* [Dataset excerpts]:

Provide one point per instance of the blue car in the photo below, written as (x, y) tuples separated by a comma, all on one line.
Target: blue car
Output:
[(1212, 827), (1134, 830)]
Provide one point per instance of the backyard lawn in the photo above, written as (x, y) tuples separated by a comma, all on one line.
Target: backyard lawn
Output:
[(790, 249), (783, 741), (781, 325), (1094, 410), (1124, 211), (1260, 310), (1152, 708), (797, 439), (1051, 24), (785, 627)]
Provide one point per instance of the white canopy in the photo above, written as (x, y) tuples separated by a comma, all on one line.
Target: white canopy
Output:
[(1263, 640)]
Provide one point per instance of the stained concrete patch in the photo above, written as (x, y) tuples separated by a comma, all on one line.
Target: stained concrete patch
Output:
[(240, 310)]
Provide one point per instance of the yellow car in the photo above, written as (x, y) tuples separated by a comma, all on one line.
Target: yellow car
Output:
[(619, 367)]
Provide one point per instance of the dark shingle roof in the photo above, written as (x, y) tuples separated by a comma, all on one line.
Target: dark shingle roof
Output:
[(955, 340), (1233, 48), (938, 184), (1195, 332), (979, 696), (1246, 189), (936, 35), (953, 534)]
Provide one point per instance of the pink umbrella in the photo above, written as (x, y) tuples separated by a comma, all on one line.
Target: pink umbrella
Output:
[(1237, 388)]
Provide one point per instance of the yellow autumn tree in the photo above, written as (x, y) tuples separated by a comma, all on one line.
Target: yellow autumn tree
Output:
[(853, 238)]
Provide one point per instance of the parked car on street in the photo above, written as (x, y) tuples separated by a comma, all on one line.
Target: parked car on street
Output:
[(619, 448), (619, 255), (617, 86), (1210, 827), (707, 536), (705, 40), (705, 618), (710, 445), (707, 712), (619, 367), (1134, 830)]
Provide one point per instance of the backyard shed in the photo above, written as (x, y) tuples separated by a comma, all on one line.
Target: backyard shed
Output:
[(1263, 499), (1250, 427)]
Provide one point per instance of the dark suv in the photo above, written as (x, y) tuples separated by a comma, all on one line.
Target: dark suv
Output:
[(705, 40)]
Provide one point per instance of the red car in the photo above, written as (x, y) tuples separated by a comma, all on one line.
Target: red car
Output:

* [What to produce]: Looking at the data above, how many lines hold the word "concrete"? Respond with the number alone.

* [Exercise answer]: 2